> Your instructions: Can you reproduce the listing below with each "Result" changed to "Output" and everything else left untouched?

::: Material provided

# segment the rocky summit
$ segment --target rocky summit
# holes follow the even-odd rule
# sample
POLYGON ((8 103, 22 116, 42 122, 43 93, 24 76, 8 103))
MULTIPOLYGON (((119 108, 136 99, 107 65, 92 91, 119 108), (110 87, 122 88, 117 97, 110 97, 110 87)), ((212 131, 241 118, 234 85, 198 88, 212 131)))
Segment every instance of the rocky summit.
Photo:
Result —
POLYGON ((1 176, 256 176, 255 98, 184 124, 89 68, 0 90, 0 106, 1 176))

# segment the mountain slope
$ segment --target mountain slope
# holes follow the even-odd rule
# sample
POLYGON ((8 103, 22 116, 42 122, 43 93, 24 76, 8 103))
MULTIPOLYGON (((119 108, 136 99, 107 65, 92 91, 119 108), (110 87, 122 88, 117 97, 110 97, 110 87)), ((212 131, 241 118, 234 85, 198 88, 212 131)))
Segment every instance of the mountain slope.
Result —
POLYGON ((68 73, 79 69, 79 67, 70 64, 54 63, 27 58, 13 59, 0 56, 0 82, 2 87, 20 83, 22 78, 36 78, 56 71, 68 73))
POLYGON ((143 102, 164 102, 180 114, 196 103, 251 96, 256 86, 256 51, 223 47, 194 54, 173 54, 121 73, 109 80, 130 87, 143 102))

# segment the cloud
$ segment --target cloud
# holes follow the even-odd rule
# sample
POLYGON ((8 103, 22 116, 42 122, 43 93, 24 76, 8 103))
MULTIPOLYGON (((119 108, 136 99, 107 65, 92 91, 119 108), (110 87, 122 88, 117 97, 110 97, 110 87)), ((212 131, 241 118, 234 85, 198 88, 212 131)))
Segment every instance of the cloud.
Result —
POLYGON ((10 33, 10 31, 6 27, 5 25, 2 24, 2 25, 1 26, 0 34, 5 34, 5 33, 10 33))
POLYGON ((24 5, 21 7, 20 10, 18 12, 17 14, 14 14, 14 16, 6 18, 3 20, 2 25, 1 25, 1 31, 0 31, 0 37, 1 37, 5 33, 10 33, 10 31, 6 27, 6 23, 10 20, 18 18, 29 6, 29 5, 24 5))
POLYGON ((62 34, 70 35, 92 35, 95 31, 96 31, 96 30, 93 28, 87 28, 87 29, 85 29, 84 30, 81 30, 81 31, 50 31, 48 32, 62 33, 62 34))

::::::

> The output:
# segment the rocky summit
$ segment --target rocky summit
# holes follow the even-odd rule
# sample
POLYGON ((8 103, 22 116, 42 122, 43 93, 24 76, 8 103))
MULTIPOLYGON (((119 108, 136 99, 107 65, 92 91, 119 108), (110 87, 122 88, 117 97, 110 97, 110 87)), ((212 131, 241 118, 234 85, 198 88, 212 131)))
Segment every instance of the rocky summit.
Photo:
Output —
POLYGON ((1 176, 256 176, 255 98, 184 124, 89 68, 0 90, 0 106, 1 176))

# segment the mountain slope
$ segment --target mountain slope
# holes follow the even-odd rule
# sample
POLYGON ((8 103, 22 116, 42 122, 43 93, 24 76, 8 103))
MULTIPOLYGON (((119 108, 136 99, 107 65, 92 91, 119 108), (110 87, 122 88, 117 97, 110 97, 110 87)), ((212 131, 241 118, 234 85, 198 88, 212 131)))
Segment every instance of the mountain slope.
Output —
POLYGON ((68 73, 79 69, 79 67, 70 64, 54 63, 27 58, 13 59, 0 56, 0 82, 2 87, 20 83, 22 78, 36 78, 56 71, 68 73))
POLYGON ((143 102, 164 102, 180 114, 196 103, 251 96, 256 86, 256 51, 223 47, 194 54, 173 54, 121 73, 109 80, 130 87, 143 102))

# segment the cloud
$ segment --target cloud
# holes follow the even-odd rule
# sample
POLYGON ((8 103, 22 116, 42 122, 43 93, 24 76, 8 103))
MULTIPOLYGON (((119 108, 136 99, 107 65, 92 91, 119 108), (110 87, 122 88, 117 97, 110 97, 110 87)), ((212 131, 241 118, 234 85, 198 88, 212 131)))
Segment every instance of the cloud.
Output —
POLYGON ((10 33, 10 31, 6 27, 5 25, 2 24, 2 25, 1 26, 0 34, 5 34, 5 33, 10 33))
POLYGON ((24 5, 21 7, 20 10, 18 12, 17 14, 14 14, 14 16, 6 18, 3 20, 2 25, 1 25, 1 31, 0 31, 0 37, 1 37, 5 33, 10 33, 10 31, 6 27, 6 23, 10 20, 18 18, 29 6, 29 5, 24 5))
POLYGON ((62 34, 70 35, 92 35, 95 31, 96 31, 96 30, 93 28, 87 28, 87 29, 85 29, 84 30, 81 30, 81 31, 50 31, 48 32, 62 33, 62 34))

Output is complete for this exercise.